**EXERCISE DATA**.
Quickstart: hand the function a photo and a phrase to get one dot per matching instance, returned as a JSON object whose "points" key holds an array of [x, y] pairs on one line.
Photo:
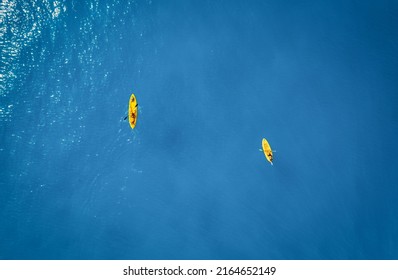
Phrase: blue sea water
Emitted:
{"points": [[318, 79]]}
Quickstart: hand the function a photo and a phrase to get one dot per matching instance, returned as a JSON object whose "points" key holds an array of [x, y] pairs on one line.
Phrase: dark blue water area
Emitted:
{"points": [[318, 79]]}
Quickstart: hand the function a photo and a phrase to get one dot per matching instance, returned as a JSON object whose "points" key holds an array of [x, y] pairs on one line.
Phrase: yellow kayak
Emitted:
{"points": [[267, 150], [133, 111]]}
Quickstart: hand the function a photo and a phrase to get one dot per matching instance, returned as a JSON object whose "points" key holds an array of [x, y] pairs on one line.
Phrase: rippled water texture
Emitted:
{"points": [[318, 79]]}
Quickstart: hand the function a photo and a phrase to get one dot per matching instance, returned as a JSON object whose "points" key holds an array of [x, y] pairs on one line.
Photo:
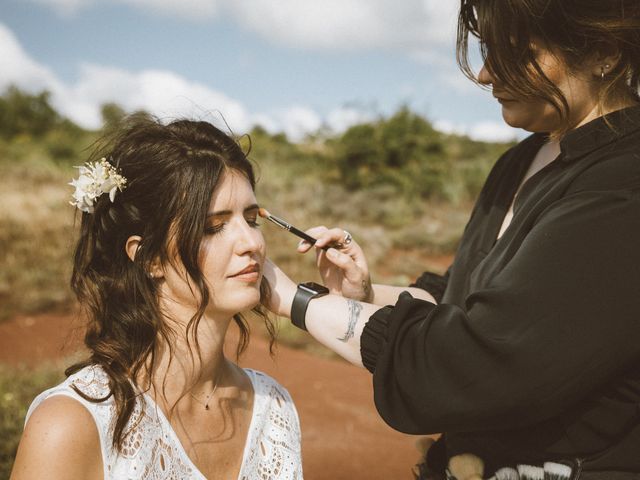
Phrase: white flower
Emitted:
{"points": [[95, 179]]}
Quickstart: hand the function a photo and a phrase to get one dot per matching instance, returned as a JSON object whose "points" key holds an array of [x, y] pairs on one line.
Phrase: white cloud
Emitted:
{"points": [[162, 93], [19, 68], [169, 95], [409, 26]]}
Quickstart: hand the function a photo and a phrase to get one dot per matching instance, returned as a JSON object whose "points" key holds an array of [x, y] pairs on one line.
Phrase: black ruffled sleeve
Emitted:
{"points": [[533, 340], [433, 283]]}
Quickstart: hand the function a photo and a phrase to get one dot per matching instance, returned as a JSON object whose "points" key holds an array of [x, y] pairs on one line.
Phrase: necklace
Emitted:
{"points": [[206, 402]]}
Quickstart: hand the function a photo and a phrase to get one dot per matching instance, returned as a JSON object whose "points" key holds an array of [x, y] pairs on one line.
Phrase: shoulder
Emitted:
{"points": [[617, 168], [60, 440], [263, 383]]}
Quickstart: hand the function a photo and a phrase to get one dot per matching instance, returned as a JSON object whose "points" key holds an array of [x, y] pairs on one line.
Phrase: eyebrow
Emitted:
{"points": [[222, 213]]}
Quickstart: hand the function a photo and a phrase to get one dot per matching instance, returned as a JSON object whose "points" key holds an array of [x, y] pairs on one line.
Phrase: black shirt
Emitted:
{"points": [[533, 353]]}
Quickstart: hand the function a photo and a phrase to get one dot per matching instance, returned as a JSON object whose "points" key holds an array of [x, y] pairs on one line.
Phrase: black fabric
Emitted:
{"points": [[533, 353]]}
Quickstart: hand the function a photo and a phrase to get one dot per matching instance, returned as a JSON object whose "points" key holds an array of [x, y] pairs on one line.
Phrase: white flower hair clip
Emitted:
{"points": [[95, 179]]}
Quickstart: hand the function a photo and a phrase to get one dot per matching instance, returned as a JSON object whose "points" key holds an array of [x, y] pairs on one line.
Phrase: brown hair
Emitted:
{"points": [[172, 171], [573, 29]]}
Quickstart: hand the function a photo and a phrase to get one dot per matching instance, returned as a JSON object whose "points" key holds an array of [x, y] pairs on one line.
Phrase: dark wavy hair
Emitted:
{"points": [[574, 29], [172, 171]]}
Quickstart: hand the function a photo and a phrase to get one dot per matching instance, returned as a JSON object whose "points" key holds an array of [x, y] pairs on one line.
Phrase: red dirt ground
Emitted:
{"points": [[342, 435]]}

==

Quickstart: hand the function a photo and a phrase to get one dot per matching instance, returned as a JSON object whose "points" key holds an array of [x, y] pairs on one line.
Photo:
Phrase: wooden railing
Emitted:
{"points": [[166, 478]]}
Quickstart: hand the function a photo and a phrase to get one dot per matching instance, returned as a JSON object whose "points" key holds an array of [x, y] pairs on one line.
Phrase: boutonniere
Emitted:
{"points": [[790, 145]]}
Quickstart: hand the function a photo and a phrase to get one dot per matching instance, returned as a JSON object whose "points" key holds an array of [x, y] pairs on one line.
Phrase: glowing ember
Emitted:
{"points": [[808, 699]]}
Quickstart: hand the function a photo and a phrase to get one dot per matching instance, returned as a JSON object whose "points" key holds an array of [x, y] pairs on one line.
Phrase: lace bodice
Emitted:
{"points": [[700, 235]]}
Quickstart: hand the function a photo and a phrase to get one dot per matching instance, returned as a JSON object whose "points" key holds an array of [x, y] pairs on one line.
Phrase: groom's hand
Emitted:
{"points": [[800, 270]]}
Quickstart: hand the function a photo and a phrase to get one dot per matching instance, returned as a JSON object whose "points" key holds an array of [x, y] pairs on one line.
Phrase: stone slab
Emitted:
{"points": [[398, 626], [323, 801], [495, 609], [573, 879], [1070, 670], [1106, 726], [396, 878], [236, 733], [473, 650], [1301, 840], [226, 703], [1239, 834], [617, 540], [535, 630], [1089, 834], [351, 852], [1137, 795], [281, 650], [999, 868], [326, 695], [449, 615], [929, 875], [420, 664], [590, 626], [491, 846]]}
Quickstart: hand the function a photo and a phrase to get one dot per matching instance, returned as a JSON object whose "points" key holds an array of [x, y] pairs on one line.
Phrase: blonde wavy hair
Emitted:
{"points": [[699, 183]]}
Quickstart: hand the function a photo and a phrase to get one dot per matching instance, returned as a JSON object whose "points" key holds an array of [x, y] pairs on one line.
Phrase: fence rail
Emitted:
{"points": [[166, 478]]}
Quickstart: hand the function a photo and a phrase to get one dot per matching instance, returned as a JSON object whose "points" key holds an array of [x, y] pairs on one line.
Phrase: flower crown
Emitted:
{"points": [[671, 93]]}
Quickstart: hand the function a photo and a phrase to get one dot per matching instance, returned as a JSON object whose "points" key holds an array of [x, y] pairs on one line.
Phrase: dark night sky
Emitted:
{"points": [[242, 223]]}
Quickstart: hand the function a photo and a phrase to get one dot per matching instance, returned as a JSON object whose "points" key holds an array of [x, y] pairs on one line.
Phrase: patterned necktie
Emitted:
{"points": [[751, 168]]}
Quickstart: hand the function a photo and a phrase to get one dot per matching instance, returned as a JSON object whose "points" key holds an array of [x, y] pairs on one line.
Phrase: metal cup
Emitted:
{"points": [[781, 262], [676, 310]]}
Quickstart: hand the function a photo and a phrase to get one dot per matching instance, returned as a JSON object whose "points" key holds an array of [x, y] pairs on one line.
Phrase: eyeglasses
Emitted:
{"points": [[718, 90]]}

**WRITTEN INSTRUCTION**. Pick out every line in the rows above that contains the word "black", matching case exactly, and copy each one in full.

**THE OUTPUT**.
Phrase: black ruffled sleeve
Phrase: black shirt
Phrase: black fabric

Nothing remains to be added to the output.